**PASSAGE GIVEN**.
◇ ◇ ◇ ◇ ◇ ◇ ◇
A UK housing bubble? - jseliger
http://soberlook.com/2014/04/a-uk-housing-bubble-or-something-else.html

======
EliRivers
I can't speak for populations elsewhere, but the British public are fucking
idiots when it comes to houses. There is no limit, NONE, to what the British
public would agree to pay for a house if someone was willing to front them the
money, and there is no limit to how bad the housing has to get before they
realise how stupid they are.

You could advertise a one room bedsit made of cardboard for a million quid and
if some bank was willing to lend the money, some Brit would do it.

------
acd
Central banks are creating house bubbles by artificially controlling the price
of new money the interest rate and then they save the banks which default on
bad loans so the debt is kept intact. This moves money from the middle classes
up the chain to the upper class who owns most of the debt.
◇ ◇ ◇ ◇ ◇ ◇ ◇
**GIVEN INFORMATION**.
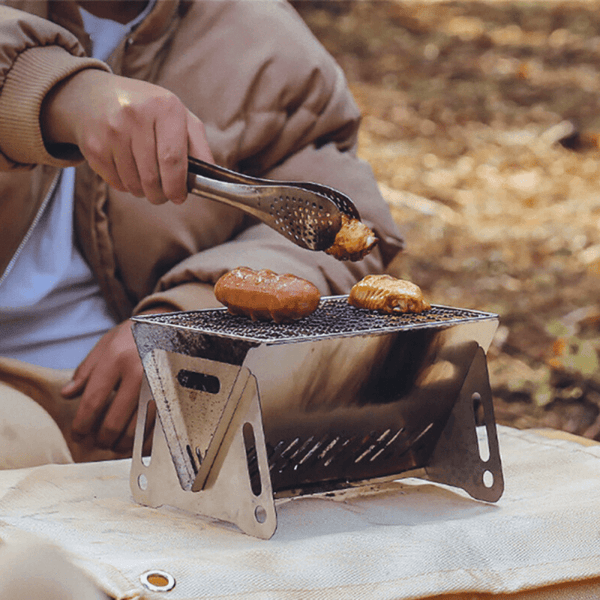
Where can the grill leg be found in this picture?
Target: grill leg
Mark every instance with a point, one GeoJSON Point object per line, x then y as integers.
◇ ◇ ◇ ◇ ◇ ◇ ◇
**EXERCISE TASK 1**. In the thread about a UK housing bubble, who does one commenter say owns most of the debt?
**EXERCISE TASK 2**. Continue the thread about a UK housing bubble, starting after its last sentence.
The lines that come after the thread about a UK housing bubble are separate material.

**WRITTEN REPLY 1**. The upper class.

**WRITTEN REPLY 2**.
------
cylinder
There are housing bubbles pretty much _everywhere_ right now. By my own
definition, any home that requires a 30-year mortgage and a two-income
household to afford is overpriced. The availability of this type of credit is
detrimental to society and should be prohibited on equitable grounds (this
needs to be combined with prohibitions on investment into housing by non-
occupiers and non-citizens), but it's too late to prohibit the practice
because the real estate ponzi would collapse and send us all back into
recessions.